** start Entries provided **
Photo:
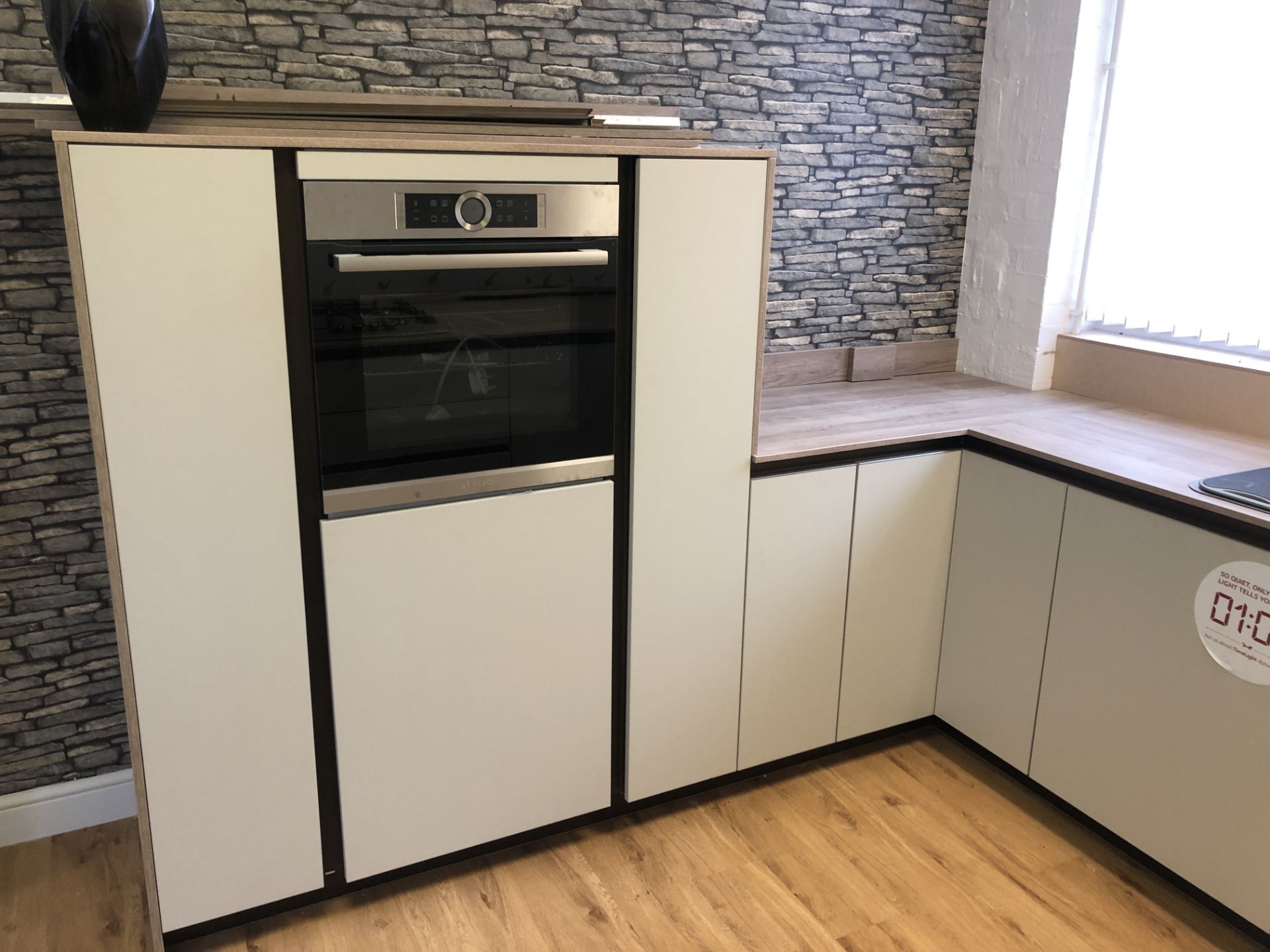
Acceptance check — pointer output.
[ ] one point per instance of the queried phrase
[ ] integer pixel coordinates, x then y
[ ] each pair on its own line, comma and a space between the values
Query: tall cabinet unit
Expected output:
900, 569
187, 376
698, 266
472, 666
1000, 586
1138, 727
795, 606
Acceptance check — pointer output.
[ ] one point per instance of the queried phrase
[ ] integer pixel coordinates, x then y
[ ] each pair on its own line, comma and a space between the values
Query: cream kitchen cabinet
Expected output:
795, 607
182, 325
1003, 553
900, 568
1138, 727
698, 280
472, 670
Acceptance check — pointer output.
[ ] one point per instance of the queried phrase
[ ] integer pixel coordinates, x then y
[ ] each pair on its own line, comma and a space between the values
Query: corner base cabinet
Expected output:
470, 648
795, 603
1000, 586
900, 571
1138, 727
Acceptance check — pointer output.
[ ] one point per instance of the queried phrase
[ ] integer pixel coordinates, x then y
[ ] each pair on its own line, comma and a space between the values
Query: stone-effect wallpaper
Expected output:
872, 106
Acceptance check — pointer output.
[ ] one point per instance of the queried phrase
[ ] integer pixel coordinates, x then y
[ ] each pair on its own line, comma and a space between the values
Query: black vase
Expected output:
113, 55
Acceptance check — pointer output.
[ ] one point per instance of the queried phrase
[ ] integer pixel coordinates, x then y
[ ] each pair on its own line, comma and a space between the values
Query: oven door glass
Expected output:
437, 372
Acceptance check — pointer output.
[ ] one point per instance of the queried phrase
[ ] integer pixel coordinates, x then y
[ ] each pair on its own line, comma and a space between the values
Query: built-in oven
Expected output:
464, 337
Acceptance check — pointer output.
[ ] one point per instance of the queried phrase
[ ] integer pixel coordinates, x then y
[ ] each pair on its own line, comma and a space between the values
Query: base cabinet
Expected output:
795, 607
900, 569
1138, 727
1000, 587
472, 649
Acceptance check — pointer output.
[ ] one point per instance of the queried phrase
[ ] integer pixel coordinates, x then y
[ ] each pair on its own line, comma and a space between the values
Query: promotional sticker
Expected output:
1232, 615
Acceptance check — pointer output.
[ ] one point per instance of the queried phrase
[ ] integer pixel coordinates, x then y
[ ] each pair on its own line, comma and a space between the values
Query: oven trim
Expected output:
437, 489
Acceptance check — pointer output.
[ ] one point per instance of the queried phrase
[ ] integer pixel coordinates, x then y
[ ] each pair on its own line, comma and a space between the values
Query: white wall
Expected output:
1039, 118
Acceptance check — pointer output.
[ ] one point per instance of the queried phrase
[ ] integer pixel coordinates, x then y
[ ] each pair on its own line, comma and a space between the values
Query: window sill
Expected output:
1181, 352
1216, 390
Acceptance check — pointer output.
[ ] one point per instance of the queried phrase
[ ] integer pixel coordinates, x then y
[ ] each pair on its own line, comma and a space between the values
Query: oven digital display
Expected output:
437, 211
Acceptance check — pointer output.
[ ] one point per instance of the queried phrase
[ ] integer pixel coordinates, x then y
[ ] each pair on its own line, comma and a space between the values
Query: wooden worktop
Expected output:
473, 139
1146, 451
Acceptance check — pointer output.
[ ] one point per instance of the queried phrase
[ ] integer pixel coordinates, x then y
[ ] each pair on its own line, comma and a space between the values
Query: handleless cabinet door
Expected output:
698, 273
179, 249
1138, 727
472, 669
795, 603
1003, 554
900, 569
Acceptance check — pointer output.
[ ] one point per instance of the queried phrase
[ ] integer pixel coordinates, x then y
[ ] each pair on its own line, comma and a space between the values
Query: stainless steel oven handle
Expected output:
470, 262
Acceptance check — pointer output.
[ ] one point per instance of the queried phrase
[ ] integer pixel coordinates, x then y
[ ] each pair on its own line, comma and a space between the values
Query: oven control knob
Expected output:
473, 211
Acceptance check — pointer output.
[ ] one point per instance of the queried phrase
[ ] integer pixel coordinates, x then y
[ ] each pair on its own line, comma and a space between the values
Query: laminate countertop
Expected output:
1132, 447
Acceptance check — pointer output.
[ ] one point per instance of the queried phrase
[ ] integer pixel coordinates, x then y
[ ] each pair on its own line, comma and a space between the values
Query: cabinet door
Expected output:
185, 299
900, 571
1000, 586
795, 604
698, 272
1138, 727
472, 668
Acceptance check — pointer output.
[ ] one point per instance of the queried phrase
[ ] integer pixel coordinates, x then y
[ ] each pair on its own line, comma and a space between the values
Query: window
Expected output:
1179, 244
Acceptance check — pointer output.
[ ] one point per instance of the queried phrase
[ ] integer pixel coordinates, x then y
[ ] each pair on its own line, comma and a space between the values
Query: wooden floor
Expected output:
910, 846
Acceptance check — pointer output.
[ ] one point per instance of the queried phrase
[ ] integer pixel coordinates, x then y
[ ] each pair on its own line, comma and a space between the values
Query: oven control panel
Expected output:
470, 211
456, 211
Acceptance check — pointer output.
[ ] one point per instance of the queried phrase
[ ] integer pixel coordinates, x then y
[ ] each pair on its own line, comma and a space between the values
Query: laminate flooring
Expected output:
912, 844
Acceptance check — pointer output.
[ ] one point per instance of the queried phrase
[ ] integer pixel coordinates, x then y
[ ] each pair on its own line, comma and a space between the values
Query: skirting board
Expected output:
62, 808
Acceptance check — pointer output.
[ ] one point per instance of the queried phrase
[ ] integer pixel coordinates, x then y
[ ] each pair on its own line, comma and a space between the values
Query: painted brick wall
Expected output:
872, 104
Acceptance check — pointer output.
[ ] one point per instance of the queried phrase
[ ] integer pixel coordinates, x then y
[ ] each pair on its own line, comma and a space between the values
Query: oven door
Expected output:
455, 368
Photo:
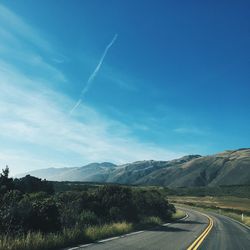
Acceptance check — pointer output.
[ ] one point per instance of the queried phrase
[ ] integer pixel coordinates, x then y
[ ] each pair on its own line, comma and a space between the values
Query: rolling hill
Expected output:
231, 167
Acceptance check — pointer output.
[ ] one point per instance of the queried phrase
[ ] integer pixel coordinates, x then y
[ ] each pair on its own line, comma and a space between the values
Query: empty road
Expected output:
225, 234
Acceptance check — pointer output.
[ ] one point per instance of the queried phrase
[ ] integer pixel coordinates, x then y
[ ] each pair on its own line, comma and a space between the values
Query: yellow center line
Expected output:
203, 235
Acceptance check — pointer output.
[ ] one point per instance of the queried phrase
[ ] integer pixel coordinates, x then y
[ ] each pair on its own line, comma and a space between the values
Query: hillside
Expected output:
231, 167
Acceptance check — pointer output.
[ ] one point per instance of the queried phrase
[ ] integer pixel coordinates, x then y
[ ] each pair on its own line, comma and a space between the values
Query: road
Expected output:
225, 234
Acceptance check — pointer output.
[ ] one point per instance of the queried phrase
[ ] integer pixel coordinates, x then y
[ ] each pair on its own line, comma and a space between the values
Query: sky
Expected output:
121, 81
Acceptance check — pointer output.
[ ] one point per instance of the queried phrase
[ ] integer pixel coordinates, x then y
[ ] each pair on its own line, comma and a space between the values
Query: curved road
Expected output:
225, 234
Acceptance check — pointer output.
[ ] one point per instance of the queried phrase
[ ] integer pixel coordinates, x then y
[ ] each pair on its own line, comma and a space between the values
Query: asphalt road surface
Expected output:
225, 234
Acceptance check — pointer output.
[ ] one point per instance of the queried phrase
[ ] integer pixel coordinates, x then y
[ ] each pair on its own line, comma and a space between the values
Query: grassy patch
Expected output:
108, 230
74, 236
178, 214
232, 207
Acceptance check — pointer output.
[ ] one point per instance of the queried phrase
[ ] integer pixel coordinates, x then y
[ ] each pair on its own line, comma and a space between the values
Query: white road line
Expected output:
118, 237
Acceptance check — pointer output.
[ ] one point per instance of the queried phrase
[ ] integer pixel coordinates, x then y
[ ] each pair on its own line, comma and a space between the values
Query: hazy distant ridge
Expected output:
231, 167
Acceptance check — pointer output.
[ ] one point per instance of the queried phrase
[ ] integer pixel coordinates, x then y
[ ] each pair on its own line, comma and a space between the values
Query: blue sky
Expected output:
173, 81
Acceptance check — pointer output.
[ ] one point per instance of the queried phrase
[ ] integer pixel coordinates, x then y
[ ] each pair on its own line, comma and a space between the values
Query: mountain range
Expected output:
231, 167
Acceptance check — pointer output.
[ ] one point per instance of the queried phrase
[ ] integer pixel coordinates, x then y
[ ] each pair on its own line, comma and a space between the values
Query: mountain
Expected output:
231, 167
92, 172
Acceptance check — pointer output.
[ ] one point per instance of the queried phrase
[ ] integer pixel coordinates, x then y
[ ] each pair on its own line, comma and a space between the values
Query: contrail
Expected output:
93, 75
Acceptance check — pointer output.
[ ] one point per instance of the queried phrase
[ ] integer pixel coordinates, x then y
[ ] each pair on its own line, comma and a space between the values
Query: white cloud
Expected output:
35, 127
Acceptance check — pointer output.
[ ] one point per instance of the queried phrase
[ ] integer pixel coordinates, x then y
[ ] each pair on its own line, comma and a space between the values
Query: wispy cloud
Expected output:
94, 73
190, 130
35, 128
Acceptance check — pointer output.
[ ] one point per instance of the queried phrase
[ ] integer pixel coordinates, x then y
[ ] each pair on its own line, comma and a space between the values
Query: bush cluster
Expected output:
30, 204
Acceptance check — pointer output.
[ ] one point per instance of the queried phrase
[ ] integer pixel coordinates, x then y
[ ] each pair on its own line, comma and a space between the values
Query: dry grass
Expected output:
227, 203
229, 206
178, 214
108, 230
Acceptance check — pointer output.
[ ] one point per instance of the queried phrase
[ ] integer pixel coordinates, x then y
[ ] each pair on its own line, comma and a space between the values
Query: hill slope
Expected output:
231, 167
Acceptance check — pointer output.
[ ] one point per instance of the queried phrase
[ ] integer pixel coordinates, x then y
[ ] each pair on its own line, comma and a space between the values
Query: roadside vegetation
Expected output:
232, 207
33, 216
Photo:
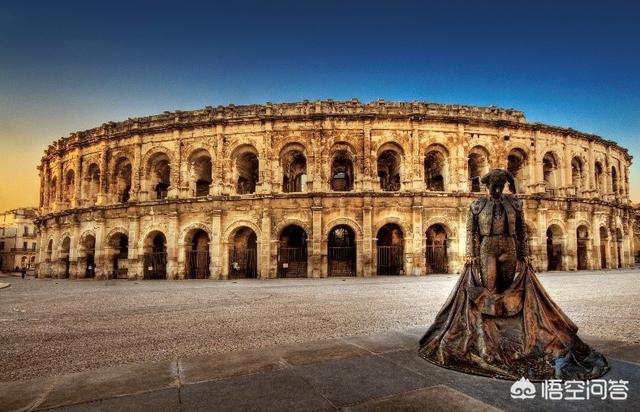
** end Entries provided **
▶ _Stated task_:
How many lines in the entries above contain the string "white"? Case counts; give only the number.

▶ _Exercise result_:
3